> [提供された抜粋]
######
かつて安い労働力を求めて多くの企業が中国に進出しました。中小企業はもちろん、誰もが知る日本の大企業も例外ではありません。しかし、その状況は近年大きく変わりつつあり、無料メルマガ『ロシア政治経済ジャーナル』の著者、北野幸伯さんは「日本企業はすぐにでも中国から撤退したほうがいい」と警告しています。
対中直接投資25%減の衝撃
産経新聞11月14日付を見てみましょう。
中国リスクに翻弄され、工場撤退や合弁解消などに踏み切る日本企業が相次いでいる。ここにきて中国経済の減速も相まって、日本から中国への直接投資実行額は1~9月で前年同期比25%減と、数字上でも日本企業の対中進出に衰えが見え始めた。
前年同期比、25%減とは…。
メチャクチャ減ってるではないですか?
なぜ?
######
> [データセット]

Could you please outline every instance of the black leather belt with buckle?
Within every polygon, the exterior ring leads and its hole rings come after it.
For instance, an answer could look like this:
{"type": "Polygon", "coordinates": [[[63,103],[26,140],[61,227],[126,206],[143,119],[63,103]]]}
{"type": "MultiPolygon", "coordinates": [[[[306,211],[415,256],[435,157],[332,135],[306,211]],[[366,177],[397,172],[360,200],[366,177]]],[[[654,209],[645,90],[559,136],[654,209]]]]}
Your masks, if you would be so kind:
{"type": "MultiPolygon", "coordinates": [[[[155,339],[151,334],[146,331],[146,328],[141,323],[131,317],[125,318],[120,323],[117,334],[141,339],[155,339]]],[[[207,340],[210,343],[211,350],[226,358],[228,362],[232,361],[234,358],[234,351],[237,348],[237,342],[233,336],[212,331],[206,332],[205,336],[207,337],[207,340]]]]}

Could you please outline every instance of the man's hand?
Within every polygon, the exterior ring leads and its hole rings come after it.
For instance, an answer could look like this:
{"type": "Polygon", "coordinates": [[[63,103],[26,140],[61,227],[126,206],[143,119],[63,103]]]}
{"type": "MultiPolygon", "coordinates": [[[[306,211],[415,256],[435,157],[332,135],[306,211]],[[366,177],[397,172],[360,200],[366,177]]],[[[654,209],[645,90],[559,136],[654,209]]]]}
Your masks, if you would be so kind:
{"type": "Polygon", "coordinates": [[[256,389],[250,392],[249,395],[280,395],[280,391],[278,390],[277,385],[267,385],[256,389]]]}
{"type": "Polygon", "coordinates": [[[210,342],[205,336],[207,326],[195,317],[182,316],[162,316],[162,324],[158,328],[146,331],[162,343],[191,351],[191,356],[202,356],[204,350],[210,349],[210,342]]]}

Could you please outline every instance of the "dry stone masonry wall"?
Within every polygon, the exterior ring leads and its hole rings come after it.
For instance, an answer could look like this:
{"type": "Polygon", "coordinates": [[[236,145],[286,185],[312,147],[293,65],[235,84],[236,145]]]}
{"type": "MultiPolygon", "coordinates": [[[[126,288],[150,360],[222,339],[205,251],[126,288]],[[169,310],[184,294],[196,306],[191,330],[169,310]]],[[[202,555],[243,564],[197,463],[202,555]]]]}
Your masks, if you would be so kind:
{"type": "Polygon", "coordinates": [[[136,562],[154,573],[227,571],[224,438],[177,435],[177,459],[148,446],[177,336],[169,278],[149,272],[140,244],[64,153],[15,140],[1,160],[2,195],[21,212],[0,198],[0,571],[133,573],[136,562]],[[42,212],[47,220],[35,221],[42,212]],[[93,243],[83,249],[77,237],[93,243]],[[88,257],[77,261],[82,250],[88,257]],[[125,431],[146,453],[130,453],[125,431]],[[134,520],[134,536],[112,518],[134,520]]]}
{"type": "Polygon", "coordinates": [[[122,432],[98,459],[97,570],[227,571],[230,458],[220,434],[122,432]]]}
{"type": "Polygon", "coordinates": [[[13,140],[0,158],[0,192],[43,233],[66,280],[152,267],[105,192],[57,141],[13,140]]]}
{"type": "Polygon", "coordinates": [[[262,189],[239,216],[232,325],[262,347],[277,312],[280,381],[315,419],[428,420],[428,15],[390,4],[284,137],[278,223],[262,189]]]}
######
> [取り組む課題]
- 1) 抜粋の「かつて安い労働力を求めて多く」から「前年同期比、25%減とは…。」まで（末尾の語句も含む）を、一字一句変えずに打ち直してください。
- 2) 抜粋によると、1～9月の日本から中国への直接投資実行額は、前年同期比で何％減ったか。

> [各課題の解答]
- 1)
かつて安い労働力を求めて多くの企業が中国に進出しました。中小企業はもちろん、誰もが知る日本の大企業も例外ではありません。しかし、その状況は近年大きく変わりつつあり、無料メルマガ『ロシア政治経済ジャーナル』の著者、北野幸伯さんは「日本企業はすぐにでも中国から撤退したほうがいい」と警告しています。
対中直接投資25%減の衝撃
産経新聞11月14日付を見てみましょう。
中国リスクに翻弄され、工場撤退や合弁解消などに踏み切る日本企業が相次いでいる。ここにきて中国経済の減速も相まって、日本から中国への直接投資実行額は1~9月で前年同期比25%減と、数字上でも日本企業の対中進出に衰えが見え始めた。
前年同期比、25%減とは…。

- 2) 25％減った。